Exercise ->
Print the lines from the records exactly as they stand, from the line with "Can you see the rigging" up to and including the line with "column 62, row 193", and nothing else.

----- The input -----

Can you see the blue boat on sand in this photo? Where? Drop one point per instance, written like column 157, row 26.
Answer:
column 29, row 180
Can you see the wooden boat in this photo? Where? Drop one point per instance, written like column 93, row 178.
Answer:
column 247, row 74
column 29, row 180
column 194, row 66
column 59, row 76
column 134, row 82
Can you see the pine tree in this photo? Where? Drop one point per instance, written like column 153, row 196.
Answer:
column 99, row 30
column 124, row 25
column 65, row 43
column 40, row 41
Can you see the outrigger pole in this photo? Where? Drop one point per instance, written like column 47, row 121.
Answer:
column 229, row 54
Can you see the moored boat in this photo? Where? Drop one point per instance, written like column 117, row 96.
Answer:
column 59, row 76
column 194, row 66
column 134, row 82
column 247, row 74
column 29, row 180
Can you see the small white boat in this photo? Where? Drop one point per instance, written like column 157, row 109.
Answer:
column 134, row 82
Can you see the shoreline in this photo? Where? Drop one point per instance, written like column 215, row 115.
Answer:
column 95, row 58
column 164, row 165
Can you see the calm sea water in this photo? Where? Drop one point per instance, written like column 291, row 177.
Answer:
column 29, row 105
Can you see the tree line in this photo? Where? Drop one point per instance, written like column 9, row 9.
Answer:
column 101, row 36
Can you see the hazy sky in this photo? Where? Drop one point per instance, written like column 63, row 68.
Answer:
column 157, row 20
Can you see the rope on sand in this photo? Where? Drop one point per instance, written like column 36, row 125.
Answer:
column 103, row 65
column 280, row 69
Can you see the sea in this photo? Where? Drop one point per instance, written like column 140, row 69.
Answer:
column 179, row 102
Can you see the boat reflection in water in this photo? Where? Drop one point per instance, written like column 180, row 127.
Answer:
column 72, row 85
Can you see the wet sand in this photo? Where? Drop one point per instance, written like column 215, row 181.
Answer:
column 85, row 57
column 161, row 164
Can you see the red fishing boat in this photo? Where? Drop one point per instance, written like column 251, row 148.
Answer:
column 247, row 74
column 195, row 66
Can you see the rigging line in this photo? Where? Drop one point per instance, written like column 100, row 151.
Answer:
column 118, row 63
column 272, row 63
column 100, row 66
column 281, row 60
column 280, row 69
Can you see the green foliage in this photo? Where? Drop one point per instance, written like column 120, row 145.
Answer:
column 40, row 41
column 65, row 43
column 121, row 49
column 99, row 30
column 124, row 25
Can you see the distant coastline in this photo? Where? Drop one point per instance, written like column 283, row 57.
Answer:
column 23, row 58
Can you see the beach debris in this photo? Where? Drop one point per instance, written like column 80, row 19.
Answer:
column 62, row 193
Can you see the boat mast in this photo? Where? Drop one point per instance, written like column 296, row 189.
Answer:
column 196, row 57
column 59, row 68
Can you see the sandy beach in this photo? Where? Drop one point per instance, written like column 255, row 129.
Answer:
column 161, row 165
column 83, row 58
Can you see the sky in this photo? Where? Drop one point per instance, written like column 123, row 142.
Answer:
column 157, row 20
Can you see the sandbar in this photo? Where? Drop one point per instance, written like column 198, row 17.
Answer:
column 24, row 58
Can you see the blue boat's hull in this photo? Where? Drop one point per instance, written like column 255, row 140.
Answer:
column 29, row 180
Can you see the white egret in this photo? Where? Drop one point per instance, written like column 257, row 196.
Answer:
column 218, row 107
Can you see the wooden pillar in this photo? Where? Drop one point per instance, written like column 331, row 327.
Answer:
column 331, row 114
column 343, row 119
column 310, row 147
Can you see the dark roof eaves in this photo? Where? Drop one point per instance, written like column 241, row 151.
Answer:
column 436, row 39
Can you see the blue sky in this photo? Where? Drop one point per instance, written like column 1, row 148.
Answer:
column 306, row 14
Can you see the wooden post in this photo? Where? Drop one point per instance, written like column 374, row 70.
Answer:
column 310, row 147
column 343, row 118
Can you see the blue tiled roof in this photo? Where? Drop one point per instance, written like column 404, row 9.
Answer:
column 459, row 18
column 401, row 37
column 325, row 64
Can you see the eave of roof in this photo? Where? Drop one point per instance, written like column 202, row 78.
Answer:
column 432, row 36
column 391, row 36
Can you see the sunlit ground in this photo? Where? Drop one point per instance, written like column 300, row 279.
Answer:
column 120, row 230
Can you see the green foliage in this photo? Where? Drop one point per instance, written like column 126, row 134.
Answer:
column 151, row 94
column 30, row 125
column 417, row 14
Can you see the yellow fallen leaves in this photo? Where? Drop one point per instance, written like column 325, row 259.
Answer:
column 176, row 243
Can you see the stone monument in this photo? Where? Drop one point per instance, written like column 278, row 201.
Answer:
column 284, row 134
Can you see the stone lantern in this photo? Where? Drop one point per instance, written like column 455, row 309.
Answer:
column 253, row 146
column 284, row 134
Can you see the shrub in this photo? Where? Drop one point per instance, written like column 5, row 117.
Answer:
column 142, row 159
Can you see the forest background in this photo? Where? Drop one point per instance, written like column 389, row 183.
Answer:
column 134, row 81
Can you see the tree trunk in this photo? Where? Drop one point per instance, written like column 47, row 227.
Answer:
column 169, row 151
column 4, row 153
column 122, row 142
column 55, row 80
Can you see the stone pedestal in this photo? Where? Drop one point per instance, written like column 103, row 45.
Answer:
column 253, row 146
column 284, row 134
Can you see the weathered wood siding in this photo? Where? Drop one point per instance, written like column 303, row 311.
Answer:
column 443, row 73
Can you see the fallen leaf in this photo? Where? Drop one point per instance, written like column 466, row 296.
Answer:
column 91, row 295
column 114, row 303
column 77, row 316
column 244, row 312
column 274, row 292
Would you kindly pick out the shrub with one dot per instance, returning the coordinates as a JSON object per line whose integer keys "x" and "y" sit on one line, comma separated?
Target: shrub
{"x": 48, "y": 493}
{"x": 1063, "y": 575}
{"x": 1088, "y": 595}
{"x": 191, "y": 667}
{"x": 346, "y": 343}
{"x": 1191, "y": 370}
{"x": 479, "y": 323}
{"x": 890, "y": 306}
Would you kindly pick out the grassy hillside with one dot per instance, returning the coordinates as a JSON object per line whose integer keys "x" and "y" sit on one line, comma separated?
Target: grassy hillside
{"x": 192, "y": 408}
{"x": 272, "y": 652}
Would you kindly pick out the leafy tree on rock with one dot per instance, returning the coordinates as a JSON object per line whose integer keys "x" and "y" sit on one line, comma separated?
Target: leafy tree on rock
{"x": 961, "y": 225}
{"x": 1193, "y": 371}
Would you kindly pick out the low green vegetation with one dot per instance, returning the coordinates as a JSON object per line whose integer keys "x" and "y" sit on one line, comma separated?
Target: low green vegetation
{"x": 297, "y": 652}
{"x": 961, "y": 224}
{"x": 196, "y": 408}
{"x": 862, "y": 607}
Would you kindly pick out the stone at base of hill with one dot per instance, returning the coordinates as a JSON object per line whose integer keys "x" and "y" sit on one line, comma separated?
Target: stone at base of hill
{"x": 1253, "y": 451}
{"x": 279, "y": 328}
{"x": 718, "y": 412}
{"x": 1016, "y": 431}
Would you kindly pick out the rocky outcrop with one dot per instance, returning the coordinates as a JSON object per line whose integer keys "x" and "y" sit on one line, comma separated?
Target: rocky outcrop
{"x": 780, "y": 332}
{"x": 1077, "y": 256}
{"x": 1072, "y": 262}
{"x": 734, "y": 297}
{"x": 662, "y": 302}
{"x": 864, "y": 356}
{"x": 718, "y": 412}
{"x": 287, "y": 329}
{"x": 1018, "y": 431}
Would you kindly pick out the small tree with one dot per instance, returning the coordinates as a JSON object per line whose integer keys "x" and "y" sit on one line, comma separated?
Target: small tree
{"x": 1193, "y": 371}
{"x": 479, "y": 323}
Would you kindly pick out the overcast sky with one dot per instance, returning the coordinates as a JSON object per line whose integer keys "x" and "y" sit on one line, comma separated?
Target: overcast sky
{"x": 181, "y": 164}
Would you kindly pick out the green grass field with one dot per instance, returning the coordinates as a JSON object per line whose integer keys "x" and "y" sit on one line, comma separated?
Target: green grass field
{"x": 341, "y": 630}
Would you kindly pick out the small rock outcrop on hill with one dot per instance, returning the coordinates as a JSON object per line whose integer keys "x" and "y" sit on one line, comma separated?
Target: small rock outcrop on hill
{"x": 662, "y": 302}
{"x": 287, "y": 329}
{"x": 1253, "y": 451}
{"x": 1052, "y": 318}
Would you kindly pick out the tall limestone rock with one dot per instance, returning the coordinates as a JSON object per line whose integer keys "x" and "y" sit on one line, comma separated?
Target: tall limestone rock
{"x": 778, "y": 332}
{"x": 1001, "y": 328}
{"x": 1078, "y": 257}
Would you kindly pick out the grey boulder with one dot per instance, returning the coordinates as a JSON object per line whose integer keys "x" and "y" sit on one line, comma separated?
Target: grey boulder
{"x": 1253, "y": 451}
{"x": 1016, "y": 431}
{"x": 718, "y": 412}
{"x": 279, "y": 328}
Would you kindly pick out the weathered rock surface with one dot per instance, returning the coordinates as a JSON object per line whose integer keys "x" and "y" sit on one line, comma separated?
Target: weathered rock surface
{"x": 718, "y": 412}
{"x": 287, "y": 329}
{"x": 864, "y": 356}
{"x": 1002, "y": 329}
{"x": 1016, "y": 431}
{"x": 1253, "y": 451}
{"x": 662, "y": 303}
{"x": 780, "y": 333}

-----

Worked answer ->
Can you see the rigging line in this photo? Where? Drop one point per instance, written like column 100, row 151.
Answer:
column 118, row 63
column 272, row 63
column 100, row 66
column 281, row 60
column 280, row 69
Can you see the green foliage in this photo? Where? Drop one point per instance, written like column 120, row 145.
Answer:
column 40, row 41
column 65, row 43
column 121, row 49
column 99, row 30
column 124, row 25
Can you see the distant coastline in this photo? Where? Drop one point per instance, written like column 283, row 57.
Answer:
column 23, row 58
Can you see the beach debris in this photo? Where? Drop one point per instance, written like column 80, row 19.
Answer:
column 62, row 193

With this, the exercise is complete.